→ **Pointing dataset records**:
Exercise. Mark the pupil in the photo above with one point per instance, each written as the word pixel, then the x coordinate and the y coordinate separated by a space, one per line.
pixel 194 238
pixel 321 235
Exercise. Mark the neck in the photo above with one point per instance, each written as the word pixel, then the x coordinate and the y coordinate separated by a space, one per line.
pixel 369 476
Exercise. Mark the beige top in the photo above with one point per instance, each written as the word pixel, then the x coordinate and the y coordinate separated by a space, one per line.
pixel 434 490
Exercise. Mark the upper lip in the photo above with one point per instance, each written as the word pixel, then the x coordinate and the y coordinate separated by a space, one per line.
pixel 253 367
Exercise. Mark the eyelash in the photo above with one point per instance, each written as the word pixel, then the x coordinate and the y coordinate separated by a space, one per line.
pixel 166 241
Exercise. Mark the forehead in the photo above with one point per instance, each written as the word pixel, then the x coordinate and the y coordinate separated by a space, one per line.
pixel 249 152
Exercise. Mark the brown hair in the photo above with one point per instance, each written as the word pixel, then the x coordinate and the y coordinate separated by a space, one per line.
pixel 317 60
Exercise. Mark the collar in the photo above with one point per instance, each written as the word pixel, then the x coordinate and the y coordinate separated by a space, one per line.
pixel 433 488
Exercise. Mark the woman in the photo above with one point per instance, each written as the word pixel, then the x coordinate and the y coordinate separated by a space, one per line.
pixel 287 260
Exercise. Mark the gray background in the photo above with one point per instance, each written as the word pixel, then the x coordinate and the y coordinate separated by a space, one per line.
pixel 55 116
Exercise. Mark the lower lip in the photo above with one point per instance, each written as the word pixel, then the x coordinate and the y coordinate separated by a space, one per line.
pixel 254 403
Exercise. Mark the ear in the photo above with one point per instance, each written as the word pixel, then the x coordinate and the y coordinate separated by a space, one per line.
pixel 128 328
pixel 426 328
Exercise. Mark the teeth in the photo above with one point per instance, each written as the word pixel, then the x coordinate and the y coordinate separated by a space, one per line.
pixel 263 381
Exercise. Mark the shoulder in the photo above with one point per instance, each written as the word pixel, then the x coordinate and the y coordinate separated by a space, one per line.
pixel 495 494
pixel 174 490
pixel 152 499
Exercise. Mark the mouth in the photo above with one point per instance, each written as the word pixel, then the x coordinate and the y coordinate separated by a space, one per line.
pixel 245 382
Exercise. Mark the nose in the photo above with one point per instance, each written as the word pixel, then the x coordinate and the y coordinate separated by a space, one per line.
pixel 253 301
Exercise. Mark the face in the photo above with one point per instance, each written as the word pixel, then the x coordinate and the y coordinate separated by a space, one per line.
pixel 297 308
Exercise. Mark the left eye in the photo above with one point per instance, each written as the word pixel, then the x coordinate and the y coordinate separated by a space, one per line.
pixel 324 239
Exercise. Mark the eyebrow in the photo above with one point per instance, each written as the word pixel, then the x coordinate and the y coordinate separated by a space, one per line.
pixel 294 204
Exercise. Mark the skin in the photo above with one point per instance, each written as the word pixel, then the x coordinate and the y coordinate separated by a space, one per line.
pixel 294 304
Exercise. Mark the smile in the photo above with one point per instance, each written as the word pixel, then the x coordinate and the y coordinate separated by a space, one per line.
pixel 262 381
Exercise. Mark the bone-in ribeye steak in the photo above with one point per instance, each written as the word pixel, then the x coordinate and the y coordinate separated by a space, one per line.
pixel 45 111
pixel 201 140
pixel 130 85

→ **TASK INSTRUCTIONS**:
Repeat the stretch of rows from the line containing "Exercise. Mark the ear" through the line containing "pixel 426 328", swapping "ear" for "cheek" and keeping everything else the same.

→ **ANSWER FOR THE TASK**:
Exercise. Mark the cheek in the photo above with one point per instance, each written as the word pixel, then the x coordinate and the y coordinate separated by a space, one per line.
pixel 128 328
pixel 426 328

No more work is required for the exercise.